_BRANO DA LEGGERE_
La linea d’attacco in quella partita è Avalle, Libero, Banchero, Ferrari, Chierico.
Giovanni Ferrari, che vincerà due campionati del mondo nel ‘34 e nel ‘38, in quella stagione segna 24 gol in 32 partite. Il ragazzo della Canarola ha finora sempre vestito la maglia grigia tranne una parentesi di un anno a Napoli al seguito dell’allenatore della squadra, Carlo Carcano, che lo aveva scoperto quando era a pensione proprio dalla famiglia Ferrari.
Storia interessante e crudele quella di Carcano. Varesino, più di cento presenze in maglia grigia tra il 1913 e il 1924 (e primo dei nostri calciatori a vestire la maglia azzurra), allenatore geniale, lasciati i grigi nel 1930 andò alla Juventus a vincere quattro dei cinque scudetti consecutivi della prima metà degli anni trenta, per poi scomparire: «Carlo Carcano ha lasciato in questi giorni la carica di allenatore della Juventus» scrive laconico il giornale di proprietà della famiglia Agnelli.
Nessun motivo ufficiale, e solo molti decenni dopo si sussurrerà di attenzioni sconvenienti riservate nello spogliatoio bianconero ai giovani, soprattutto al centravanti “Farfallino” Borel, da diversi soggetti tra cui l’allenatore stesso e addirittura il rude italo-argentino Luis Monti, spaccaossa come pochi in campo.

_DATI FORNITI_
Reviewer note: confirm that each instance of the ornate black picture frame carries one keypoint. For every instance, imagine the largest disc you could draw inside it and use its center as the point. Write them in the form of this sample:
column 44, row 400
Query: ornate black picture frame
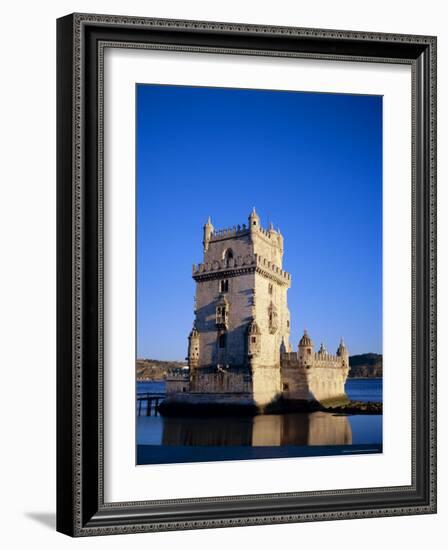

_LE CONSEGNE_
1. Ricopia dal brano su Carlo Carcano il tratto che va da «La linea d’attacco» fino a «dalla famiglia Ferrari.» compreso.
2. Scrivi il seguito del brano su Carlo Carcano, partendo dopo la sua ultima frase.
Le righe sono materiale a sé, separato dal brano.

_RISPOSTE SCRITTE_
1.
La linea d’attacco in quella partita è Avalle, Libero, Banchero, Ferrari, Chierico.
Giovanni Ferrari, che vincerà due campionati del mondo nel ‘34 e nel ‘38, in quella stagione segna 24 gol in 32 partite. Il ragazzo della Canarola ha finora sempre vestito la maglia grigia tranne una parentesi di un anno a Napoli al seguito dell’allenatore della squadra, Carlo Carcano, che lo aveva scoperto quando era a pensione proprio dalla famiglia Ferrari.

2.
La pagò Carcano con la fine della carriera, e il silenzio calato su di lui.
Scrive Enrico Brizzi, l’autore del grande successo generazionale ‘Jack Frusciante è uscito dal gruppo’ e ora di (ottimi) volumi sul calcio che fu: “La direzione nella quale indagare, si suggerì, era quella delle preferenze sessuali del mister. Non l’avevano notato, come era attento alla forma e all’eleganza? Con quale vezzo, già arrivato alla mezz’età, indossava ancora il suo giacchetto di daino?”
Il primo giornalista a raccontare la vicenda fu peraltro negli anni ottanta Gianni Brera: «Di esteti pedatori ne ricordo uno, Carcano, centromediano milanese dell’Alessandria. In pensione presso la famiglia Ferrari, allevò Gionnin e lo volle con sé in Juventus. Ebbe seri fastidi quando scoppiò lo scandalo intorno a Farfallino Borel, denunciato per gelosia da un consigliere ‘nu poco ricchione. La cosa più divertente di quella Juventus fu la scoperta dei vizi montiani. Il mio amico Ippolito, centravanti della rappresentativa torinese (io ero centromediano di quella milanese), mi riferì d’un goffo litigio fra Monti e Varglien I, due gagliarde checche, a suo dire».
Nell’Italia dell’epoca però i gay non esistevano, lo sancì addirittura una commissione ministeriale abolendo l’articolo del codice penale (“La previsione di questo reato non è affatto necessaria, perché per fortuna e orgoglio dell’Italia il vizio abominevole che ne darebbe vita non è così diffuso tra noi da giustificare l’intervento del legislatore”).
Desta perciò discreto stupore un trafiletto delle pagine del nostro giornale locale in cui si legge di due uomini, di 36 e 35 anni (ometto i nomi che invece il giornale riporta, nel ‘28 non c’era ancora la norma sulla privacy) che “trovati in attitudine sospetta di notte sono stati arrestati, al Cristo”.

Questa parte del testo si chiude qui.